Text to read -

────────────────────

Since Hirzel et al. (2001) coined the term ‘virtual species’ for this type of simulation study, many others have used similar approaches to test different aspects of the implementation of SDMs. For example, Real et al. (2006) proposed a correction on model output when using a sample whose prevalence is different from the species prevalence, and Albert & Thuiller (2008) tested a different correction strategy for this type of sample bias. Virtual species have also been used to identify the effects of using background data (i.e. a random sample of overall environmental conditions) as pseudo-absences (i.e. sites that are presumed to represent true absences) when presence-only data are available (Ward et al., 2009; Li et al., 2011; Lobo & Tognelli, 2011; Barbet-Massin et al., 2012), in order to study the impact of different functional responses to the environment on model performance (Meynard & Quinn, 2007; Elith & Graham, 2009; Santika & Hutchinson, 2009; Meynard & Kaplan, 2012) and to assess the effects of sample prevalence on model performance (Jiménez-Valverde et al., 2009; Santika, 2011). Among the most recent papers using a virtual species approach, there are at least two published in this journal: Bombi & D'Amen (2012) test the effects of downscaling distribution maps and Peterson (2011) tests niche-identity and niche-similarity analyses (Warren et al., 2008).

────────────────────

Excerpted records -
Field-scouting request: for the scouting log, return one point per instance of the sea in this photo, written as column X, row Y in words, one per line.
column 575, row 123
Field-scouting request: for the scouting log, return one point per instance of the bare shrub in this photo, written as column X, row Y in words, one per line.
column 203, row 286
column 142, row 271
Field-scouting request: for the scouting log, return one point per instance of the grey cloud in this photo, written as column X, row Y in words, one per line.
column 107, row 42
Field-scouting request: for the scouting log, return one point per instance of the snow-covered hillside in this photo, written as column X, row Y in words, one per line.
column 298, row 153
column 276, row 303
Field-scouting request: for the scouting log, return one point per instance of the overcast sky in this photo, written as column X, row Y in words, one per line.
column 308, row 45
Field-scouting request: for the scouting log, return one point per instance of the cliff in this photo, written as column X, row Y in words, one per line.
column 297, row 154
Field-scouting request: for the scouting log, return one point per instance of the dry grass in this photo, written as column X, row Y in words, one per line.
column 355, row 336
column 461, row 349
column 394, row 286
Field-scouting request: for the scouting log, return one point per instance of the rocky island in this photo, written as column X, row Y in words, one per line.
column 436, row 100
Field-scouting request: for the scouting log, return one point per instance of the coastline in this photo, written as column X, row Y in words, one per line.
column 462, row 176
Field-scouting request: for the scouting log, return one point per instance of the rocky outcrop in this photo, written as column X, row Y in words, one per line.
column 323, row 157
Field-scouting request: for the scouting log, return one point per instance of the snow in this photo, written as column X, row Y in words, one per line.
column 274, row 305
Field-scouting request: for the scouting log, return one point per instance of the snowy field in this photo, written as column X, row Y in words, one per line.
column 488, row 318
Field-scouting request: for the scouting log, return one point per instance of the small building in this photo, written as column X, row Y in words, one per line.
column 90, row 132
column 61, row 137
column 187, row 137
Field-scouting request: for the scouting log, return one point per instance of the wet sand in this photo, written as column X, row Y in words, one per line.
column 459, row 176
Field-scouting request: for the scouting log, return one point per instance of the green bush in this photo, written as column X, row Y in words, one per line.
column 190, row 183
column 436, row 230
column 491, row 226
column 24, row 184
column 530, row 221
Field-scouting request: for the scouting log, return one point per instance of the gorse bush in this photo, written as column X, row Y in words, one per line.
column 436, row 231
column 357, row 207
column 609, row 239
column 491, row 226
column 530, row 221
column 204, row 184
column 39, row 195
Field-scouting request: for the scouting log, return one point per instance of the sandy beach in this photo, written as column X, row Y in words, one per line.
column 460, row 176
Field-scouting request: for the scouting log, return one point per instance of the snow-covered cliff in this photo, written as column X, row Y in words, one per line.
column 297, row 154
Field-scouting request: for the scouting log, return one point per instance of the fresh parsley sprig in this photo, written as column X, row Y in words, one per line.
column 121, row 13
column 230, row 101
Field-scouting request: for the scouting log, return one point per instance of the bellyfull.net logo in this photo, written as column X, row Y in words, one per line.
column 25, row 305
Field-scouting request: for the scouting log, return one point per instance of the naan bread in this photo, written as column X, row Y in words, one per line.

────────────────────

Required actions -
a: In the passage on virtual species, answer each question on its own line, marked (i), (ii), (iii):
(i) Who coined the term "virtual species," and in what year?
(ii) What did Real et al. (2006) propose?
(iii) What did Bombi & D'Amen (2012) test?
b: Can you rewrite the paragraph of the passage on virtual species that begins "Since Hirzel et al. (2001) coined the term" as a bulleted list that keeps its main facts?

Solutions by task -
a:
(i) Hirzel et al., in 2001.
(ii) A correction on model output when using a sample whose prevalence is different from the species prevalence.
(iii) The effects of downscaling distribution maps.

b:
- Hirzel et al. (2001) coined the term "virtual species" for this type of simulation study, and many others have since used similar approaches to test aspects of implementing SDMs.
- Real et al. (2006) proposed a correction on model output when a sample's prevalence differs from the species prevalence. Albert & Thuiller (2008) tested a different correction strategy for this sample bias.
- Virtual species have been used to identify the effects of using background data as pseudo-absences when only presence data are available (Ward et al., 2009; Li et al., 2011; Lobo & Tognelli, 2011; Barbet-Massin et al., 2012).
- They have been used to study how different functional responses to the environment affect model performance (Meynard & Quinn, 2007; Elith & Graham, 2009; Santika & Hutchinson, 2009; Meynard & Kaplan, 2012).
- They have been used to assess how sample prevalence affects model performance (Jiménez-Valverde et al., 2009; Santika, 2011).
- At least two recent papers in this journal used the approach. Bombi & D'Amen (2012) tested the effects of downscaling distribution maps. Peterson (2011) tested niche-identity and niche-similarity analyses (Warren et al., 2008).